┌────────

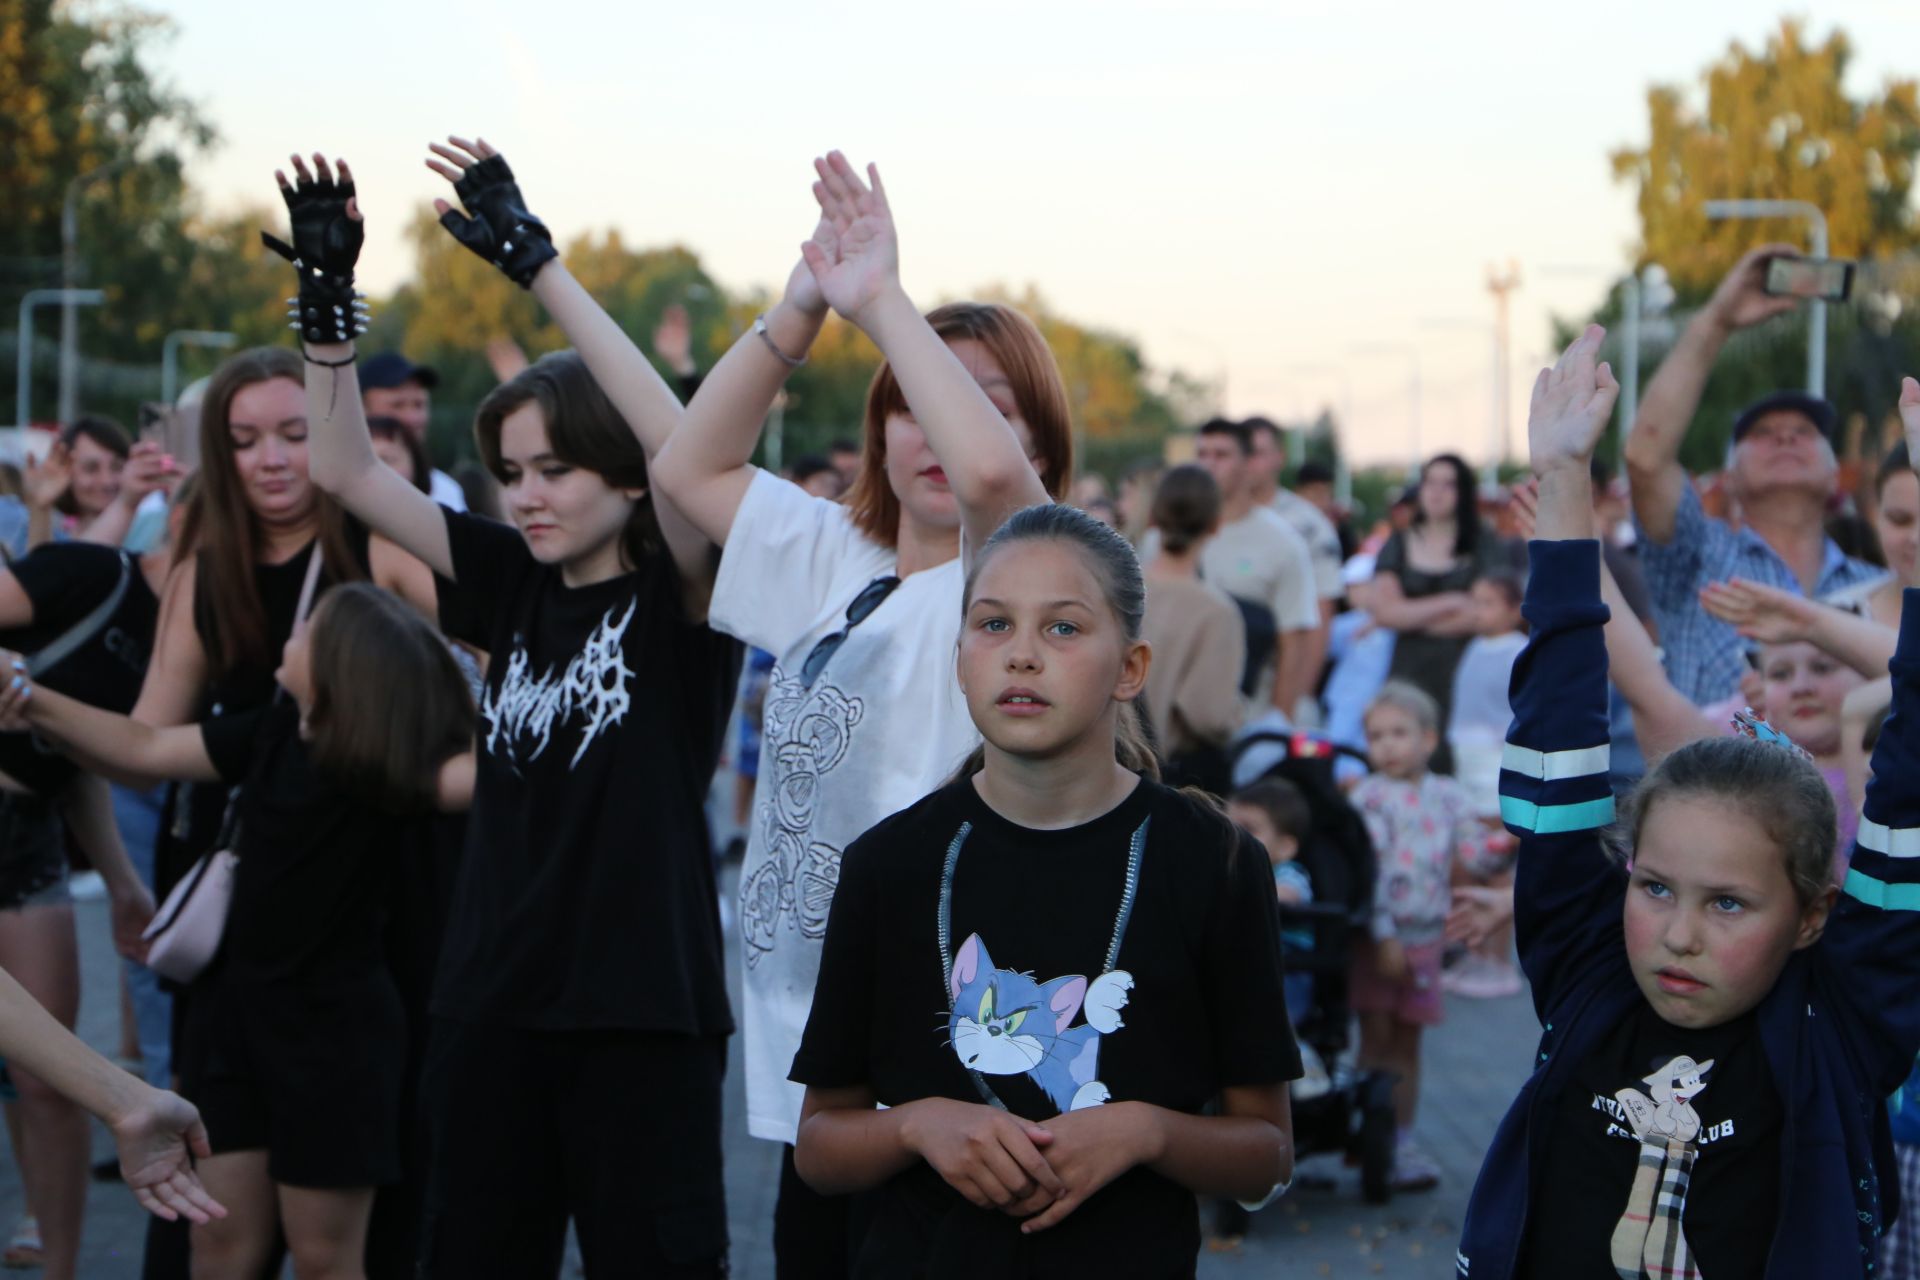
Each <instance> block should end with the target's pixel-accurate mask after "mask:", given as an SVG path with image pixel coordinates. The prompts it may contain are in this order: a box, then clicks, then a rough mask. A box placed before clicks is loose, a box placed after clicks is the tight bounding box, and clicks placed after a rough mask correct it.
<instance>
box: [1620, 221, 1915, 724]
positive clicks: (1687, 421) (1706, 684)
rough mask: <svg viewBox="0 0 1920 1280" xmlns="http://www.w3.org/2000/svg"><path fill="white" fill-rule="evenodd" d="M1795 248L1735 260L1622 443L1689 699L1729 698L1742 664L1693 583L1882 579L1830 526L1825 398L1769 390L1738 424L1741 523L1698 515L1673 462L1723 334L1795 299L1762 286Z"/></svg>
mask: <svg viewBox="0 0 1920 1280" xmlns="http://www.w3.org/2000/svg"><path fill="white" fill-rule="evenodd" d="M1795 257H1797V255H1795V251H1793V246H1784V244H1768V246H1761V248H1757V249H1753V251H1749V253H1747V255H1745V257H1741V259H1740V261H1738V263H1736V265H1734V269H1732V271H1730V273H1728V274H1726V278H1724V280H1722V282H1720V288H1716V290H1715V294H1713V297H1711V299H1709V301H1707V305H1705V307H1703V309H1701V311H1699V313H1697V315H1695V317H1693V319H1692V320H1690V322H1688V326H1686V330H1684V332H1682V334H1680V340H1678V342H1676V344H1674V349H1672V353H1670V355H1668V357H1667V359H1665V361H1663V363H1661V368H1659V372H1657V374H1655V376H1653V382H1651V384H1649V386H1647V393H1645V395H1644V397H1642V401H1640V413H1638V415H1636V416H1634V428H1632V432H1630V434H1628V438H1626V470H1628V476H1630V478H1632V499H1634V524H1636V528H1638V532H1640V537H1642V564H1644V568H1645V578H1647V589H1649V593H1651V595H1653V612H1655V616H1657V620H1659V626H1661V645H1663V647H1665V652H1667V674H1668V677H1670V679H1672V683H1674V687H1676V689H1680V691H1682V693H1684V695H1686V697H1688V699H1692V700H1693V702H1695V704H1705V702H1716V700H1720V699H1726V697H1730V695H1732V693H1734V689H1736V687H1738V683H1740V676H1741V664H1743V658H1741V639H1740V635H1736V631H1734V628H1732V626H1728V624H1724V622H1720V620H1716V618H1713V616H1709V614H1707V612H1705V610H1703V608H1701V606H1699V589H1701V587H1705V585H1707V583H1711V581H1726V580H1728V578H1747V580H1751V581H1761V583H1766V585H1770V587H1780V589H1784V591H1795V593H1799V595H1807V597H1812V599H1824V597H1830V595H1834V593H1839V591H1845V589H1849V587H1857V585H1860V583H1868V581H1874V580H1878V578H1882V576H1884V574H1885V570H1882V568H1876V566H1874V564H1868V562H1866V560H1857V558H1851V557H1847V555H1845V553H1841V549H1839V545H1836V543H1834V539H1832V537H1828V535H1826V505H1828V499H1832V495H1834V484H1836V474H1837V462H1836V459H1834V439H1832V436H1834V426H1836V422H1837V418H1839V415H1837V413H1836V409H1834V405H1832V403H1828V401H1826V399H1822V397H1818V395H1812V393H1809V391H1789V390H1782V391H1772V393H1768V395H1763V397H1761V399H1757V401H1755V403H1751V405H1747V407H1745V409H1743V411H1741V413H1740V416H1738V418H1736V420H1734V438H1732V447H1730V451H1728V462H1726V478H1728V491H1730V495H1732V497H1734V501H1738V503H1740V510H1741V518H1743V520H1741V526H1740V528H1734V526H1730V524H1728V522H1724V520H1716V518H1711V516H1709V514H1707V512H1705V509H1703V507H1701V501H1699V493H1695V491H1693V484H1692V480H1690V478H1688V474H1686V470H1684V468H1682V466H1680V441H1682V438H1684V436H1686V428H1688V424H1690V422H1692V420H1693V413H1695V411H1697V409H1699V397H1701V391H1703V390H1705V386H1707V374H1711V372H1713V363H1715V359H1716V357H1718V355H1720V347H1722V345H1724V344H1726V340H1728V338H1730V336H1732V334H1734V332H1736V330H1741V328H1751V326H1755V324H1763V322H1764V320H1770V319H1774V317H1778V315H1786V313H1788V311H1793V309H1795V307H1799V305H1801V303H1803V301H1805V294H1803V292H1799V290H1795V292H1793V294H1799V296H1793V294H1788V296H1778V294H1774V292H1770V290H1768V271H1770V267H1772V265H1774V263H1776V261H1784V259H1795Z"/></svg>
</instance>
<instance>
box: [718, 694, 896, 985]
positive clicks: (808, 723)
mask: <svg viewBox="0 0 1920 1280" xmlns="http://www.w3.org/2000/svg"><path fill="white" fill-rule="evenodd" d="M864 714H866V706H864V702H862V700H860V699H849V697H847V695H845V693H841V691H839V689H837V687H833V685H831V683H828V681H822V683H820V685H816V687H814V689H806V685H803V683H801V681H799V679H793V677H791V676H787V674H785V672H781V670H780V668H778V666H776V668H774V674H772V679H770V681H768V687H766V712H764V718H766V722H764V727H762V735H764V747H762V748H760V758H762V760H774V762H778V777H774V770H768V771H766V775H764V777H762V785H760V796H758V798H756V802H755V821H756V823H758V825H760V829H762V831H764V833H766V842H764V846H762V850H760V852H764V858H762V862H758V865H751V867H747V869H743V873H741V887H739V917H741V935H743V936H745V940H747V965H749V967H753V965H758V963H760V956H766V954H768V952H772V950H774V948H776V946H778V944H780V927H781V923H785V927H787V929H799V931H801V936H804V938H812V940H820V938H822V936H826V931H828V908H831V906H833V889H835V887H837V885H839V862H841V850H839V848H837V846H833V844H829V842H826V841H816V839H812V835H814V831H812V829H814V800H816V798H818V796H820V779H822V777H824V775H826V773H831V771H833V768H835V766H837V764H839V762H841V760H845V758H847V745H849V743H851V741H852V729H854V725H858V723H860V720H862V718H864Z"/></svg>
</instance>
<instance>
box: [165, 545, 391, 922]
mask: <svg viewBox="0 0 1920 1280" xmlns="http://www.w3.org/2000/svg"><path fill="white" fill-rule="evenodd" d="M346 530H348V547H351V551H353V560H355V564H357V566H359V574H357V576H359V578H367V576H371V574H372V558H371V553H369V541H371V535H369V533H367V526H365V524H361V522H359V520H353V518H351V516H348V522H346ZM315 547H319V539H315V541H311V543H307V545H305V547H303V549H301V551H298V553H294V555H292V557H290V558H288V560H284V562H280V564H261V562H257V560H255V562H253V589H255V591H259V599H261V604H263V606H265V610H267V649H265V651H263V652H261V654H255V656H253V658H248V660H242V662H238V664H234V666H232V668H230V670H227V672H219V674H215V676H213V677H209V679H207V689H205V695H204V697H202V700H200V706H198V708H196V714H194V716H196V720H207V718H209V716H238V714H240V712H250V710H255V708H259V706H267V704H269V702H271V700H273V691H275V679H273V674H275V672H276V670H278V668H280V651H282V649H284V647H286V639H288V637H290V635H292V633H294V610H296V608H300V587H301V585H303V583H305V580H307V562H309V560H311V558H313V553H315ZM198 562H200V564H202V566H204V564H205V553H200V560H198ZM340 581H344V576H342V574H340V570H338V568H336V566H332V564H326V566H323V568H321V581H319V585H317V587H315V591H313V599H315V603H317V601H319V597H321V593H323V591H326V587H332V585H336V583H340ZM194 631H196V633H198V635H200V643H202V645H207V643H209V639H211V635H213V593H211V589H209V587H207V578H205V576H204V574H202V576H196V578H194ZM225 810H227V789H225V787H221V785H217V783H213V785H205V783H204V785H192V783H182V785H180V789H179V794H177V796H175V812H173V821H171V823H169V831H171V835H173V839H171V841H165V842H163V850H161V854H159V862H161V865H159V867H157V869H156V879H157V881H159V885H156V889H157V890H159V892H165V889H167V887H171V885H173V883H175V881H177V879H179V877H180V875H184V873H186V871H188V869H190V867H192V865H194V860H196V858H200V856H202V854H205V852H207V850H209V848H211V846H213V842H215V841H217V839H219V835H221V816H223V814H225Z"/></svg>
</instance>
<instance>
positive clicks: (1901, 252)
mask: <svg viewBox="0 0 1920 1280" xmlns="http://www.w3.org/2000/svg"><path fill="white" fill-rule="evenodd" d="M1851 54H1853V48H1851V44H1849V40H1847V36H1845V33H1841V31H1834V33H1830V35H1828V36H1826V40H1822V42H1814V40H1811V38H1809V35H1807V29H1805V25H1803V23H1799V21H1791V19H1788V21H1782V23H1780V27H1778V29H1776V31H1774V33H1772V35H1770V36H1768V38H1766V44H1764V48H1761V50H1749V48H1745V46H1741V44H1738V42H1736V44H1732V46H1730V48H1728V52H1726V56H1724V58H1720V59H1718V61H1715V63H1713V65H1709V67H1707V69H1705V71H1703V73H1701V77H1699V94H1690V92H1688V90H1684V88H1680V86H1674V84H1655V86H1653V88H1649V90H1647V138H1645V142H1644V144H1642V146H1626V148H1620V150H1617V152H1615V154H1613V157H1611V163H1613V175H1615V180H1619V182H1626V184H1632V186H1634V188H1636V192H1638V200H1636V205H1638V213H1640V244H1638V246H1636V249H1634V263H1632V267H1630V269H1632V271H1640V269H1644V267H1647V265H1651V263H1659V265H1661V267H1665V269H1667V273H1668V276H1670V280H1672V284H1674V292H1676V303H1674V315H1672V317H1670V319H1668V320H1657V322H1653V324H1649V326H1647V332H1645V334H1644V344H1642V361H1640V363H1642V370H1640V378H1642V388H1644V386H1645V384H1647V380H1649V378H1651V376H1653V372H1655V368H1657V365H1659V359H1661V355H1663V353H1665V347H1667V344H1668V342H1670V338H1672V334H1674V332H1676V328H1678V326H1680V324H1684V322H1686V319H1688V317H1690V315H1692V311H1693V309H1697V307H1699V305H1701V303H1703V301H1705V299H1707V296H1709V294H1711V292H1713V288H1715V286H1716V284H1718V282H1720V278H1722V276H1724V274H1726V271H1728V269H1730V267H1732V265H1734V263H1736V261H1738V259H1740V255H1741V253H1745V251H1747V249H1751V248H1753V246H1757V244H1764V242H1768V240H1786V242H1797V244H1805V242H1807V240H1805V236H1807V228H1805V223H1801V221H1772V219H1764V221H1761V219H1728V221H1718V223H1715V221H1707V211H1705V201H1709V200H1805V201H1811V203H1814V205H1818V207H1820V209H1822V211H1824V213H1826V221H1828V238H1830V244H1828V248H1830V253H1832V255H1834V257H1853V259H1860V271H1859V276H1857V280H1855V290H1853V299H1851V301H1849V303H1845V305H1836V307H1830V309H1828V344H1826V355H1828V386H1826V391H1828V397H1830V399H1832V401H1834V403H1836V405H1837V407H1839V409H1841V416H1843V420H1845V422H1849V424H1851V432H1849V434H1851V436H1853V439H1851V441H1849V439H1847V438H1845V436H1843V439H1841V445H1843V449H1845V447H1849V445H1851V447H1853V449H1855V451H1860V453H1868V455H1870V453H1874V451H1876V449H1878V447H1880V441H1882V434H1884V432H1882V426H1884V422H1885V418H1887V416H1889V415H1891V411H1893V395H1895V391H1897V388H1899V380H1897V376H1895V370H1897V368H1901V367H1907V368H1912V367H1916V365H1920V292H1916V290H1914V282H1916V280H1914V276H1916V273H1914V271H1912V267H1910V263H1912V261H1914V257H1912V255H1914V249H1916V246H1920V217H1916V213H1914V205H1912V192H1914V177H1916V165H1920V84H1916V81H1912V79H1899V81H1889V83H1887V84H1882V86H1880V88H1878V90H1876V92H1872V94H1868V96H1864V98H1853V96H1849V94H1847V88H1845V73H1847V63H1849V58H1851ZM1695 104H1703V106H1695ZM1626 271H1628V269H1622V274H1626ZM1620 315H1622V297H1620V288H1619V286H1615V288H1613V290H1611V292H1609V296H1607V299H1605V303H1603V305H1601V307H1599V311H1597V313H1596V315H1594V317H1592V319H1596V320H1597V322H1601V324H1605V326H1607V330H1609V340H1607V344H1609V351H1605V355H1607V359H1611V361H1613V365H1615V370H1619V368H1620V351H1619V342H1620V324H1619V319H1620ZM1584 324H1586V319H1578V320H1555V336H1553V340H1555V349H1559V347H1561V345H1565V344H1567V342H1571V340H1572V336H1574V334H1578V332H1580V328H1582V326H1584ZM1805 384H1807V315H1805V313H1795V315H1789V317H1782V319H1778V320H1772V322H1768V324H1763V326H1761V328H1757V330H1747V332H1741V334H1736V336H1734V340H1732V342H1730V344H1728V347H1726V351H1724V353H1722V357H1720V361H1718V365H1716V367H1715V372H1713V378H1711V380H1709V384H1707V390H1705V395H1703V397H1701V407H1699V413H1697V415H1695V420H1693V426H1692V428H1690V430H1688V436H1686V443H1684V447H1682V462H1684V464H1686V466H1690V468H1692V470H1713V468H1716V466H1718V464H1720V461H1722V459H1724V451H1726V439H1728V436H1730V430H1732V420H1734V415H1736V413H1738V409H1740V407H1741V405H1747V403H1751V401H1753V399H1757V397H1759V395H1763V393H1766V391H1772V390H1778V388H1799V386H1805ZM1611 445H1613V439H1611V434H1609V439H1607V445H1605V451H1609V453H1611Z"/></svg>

└────────

WHAT YOU ARE ASKED TO DO:
Return everything from the start of the material down to the line containing "rough mask: <svg", both ends included, copied exactly. Leave the pictures out of your answer.

OUTPUT OF THE EXERCISE:
Each <instance> block should end with the target's pixel-accurate mask after "mask:", given as an SVG path with image pixel coordinates. The prompts it may contain are in this order: a box, then clicks, then a rough mask. A box placed before clicks is loose, a box placed after clicks is the tight bounding box, and clicks placed after a rough mask correct it.
<instance>
box: [1620, 221, 1915, 724]
positive clicks: (1687, 421) (1706, 684)
rough mask: <svg viewBox="0 0 1920 1280" xmlns="http://www.w3.org/2000/svg"><path fill="white" fill-rule="evenodd" d="M1795 248L1735 260L1622 443L1689 699L1729 698L1742 664L1693 583L1882 579L1830 526L1825 398L1769 390L1738 424L1741 523L1698 515L1673 462L1723 334L1795 299L1762 286Z"/></svg>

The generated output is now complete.